# ID3 Tag auslesen / bearbeiten und in DB speichern..



## dehne (28. Dezember 2007)

Tag,
ein Kumpel und ich wir möchten gerne nen Script ertellen, dafür das man MP3's hochladen kann und diese dann in einer Liste angezeigt bekommt. Nur der hacken an der Sache ist, das man die noch bearbeiten soll und zwar den ID3 Tag.
Die Tabelle sieht derzeit so aus:
http://static-p1.dacooon.com/mp3datenbank/
Man kann das jetz per Hand nur hochladen und noch bearbeiten..
Unsere Idee, war es jetzt, das so aufzubauen, das man sagt oben weiter okay, uploaden, Datei auswählen uploaden, und wenn er das denn geuploadet hat, kommt ein Formular, in dem man die ID3 Tags bearbeiten kann und die dort schon vorhandn sind, u diese Daten die man dort bearbeitet, in eine Datenbank packt. und die Datenbank auslesen das sollte dann eigentlich mehr oder weniger jetz die Liste sein.. nur leider hackt es bei der umsetzung, wir habn zwar ne idee aber genau wissen wie wir anfangen soll au net wirklich...

▸ VORLIEGENDES MATERIAL:

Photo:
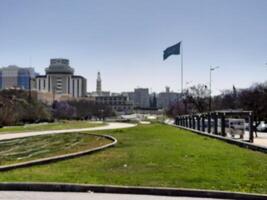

▸ GESTELLTE AUFGABE:
Beantworte die folgenden Fragen anhand des Forenbeitrags über ID3-Tags.
(a) Welche Dateien sollen die Nutzer mit dem Script hochladen können?
(b) Was kann man bisher nur per Hand tun?
(c) Was soll nach dem Upload einer Datei erscheinen?

▸ ANTWORT ZUR AUFGABE:
(a) MP3-Dateien.
(b) Die Dateien hochladen und bearbeiten.
(c) Ein Formular, in dem man die vorhandenen ID3-Tags bearbeiten kann.